Task objective – Say how many lines of the material include "table". Give the number without any other text.

Exercise inputs –
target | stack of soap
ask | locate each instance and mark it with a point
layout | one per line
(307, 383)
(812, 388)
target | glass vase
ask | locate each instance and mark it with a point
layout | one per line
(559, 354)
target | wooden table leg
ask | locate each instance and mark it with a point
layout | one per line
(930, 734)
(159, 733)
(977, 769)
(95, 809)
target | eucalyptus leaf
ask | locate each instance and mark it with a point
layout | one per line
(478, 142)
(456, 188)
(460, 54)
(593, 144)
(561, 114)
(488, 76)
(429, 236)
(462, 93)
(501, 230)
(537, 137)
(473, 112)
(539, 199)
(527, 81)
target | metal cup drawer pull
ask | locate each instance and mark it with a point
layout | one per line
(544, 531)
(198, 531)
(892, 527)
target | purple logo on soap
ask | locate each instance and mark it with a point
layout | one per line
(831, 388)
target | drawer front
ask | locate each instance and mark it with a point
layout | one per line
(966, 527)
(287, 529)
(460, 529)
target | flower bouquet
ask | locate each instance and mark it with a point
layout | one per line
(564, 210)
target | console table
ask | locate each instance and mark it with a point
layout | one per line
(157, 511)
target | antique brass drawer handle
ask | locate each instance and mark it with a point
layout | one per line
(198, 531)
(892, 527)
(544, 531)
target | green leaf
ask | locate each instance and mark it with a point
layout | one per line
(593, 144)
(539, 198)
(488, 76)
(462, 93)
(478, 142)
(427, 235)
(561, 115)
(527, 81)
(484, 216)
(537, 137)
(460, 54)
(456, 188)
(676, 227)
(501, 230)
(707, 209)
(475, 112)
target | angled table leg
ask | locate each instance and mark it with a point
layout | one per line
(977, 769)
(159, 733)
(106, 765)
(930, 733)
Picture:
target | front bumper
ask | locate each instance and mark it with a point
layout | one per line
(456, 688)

Your solution – 3